» **Work item**
From the line containing "Please mark the ear" to the end of the records below, output each line exactly; include both ends and nothing else.

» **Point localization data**
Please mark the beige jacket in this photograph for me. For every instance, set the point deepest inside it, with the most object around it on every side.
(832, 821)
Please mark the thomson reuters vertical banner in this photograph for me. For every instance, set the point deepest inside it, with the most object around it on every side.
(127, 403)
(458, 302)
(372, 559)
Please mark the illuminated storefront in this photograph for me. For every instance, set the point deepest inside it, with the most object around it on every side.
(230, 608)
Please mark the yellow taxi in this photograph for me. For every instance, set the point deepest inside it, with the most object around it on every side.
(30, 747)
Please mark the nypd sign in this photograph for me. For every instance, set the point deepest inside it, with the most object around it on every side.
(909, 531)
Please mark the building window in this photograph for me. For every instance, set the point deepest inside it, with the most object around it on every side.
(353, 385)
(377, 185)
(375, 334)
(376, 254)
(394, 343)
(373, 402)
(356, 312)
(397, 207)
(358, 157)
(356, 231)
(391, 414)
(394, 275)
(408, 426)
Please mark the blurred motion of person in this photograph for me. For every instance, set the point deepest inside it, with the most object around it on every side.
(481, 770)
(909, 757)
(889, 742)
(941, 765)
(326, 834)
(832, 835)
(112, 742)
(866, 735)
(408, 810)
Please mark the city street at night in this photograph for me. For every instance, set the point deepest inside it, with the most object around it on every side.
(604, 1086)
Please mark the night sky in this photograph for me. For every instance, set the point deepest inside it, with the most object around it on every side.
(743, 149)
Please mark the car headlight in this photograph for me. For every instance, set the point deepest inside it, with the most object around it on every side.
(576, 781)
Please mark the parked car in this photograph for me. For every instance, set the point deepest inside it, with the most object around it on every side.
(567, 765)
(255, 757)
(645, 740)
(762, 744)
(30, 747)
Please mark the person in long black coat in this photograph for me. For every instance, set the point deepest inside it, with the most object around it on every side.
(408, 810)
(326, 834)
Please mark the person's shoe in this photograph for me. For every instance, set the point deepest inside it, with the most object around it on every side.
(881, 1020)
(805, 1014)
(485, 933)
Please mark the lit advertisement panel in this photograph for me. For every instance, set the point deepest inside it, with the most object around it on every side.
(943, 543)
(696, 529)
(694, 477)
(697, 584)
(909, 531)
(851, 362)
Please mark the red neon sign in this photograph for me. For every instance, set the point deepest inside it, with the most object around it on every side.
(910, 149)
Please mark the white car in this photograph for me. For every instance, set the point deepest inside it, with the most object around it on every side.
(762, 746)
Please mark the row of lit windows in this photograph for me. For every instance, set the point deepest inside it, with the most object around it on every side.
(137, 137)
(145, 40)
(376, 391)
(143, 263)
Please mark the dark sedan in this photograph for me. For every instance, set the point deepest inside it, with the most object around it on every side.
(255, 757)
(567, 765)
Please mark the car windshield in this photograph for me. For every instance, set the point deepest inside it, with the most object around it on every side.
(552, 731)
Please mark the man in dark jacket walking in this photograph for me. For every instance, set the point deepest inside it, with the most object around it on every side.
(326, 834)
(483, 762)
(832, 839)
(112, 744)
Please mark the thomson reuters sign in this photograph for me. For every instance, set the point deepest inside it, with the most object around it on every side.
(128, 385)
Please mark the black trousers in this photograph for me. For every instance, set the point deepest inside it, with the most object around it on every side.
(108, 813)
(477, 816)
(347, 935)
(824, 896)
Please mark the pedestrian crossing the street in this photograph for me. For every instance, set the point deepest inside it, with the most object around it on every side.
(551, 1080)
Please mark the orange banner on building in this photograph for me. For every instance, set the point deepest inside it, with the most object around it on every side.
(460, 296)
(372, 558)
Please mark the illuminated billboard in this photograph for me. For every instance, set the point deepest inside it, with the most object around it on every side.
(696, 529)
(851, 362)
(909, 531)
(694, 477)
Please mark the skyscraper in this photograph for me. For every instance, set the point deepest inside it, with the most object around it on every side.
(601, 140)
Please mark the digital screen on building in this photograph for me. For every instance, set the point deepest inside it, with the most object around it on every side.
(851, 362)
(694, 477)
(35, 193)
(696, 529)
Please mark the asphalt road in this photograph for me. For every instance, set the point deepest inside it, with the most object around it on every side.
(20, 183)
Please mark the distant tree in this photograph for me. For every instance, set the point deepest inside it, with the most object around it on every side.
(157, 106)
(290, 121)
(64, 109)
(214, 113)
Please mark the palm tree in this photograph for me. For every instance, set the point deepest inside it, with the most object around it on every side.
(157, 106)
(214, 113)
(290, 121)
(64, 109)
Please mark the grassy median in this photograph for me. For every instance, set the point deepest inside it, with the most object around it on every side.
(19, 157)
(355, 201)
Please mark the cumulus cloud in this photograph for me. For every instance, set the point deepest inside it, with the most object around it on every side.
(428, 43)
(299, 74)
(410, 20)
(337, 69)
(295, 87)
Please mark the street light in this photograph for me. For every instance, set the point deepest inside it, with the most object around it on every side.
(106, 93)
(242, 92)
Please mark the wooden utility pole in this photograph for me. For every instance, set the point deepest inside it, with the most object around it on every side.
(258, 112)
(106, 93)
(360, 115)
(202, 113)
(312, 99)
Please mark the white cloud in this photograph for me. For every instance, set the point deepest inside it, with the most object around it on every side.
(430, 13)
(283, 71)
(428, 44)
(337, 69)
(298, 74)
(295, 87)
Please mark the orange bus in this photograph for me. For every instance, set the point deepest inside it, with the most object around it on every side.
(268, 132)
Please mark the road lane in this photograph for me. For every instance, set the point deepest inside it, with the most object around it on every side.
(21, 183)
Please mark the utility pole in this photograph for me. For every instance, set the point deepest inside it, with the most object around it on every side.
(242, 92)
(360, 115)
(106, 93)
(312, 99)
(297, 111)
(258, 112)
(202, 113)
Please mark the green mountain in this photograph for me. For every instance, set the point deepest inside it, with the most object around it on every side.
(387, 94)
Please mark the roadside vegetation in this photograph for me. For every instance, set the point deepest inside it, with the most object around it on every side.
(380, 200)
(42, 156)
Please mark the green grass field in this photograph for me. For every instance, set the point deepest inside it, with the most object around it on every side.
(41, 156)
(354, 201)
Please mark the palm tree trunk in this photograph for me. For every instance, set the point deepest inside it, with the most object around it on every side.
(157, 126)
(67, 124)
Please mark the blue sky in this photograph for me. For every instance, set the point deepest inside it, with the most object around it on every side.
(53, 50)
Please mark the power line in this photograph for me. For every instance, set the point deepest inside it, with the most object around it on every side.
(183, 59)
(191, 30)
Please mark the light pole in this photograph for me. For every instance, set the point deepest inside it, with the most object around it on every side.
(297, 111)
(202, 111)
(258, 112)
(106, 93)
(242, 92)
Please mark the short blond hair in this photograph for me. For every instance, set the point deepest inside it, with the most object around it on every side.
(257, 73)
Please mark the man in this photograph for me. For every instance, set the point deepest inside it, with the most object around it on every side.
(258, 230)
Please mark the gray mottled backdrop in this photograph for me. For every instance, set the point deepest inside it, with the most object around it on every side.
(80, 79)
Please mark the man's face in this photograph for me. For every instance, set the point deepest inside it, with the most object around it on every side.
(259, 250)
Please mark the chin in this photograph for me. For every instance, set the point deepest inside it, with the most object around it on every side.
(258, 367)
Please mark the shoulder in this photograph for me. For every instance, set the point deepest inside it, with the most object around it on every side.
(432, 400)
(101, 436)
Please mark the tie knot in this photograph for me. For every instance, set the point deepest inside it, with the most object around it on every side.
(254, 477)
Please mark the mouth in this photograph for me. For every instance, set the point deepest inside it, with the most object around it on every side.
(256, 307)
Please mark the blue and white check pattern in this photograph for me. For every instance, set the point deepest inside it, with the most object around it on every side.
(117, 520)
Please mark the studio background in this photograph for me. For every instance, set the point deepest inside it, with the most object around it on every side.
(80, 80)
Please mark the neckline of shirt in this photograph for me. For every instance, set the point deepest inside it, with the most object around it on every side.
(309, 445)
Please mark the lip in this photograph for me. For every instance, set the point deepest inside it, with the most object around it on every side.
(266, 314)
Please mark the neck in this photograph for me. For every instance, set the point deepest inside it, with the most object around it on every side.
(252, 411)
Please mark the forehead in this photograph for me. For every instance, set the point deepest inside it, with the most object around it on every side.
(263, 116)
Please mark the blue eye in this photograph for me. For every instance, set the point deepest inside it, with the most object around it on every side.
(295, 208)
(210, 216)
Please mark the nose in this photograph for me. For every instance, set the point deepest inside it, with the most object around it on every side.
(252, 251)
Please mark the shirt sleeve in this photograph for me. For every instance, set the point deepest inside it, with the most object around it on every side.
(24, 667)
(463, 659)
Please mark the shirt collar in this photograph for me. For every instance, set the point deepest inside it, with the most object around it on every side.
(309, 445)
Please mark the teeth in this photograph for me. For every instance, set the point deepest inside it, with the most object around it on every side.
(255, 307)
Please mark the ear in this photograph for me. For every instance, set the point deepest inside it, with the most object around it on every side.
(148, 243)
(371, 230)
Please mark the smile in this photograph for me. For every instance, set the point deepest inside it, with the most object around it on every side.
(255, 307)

» **Written solution**
Please mark the ear in this photograph for me. For every instance, set the point deepest inside it, with the most object around it on every side.
(148, 243)
(371, 230)
Please mark the smile in this photograph for me. For every instance, set the point deepest inside it, with the most object around it on every side.
(255, 307)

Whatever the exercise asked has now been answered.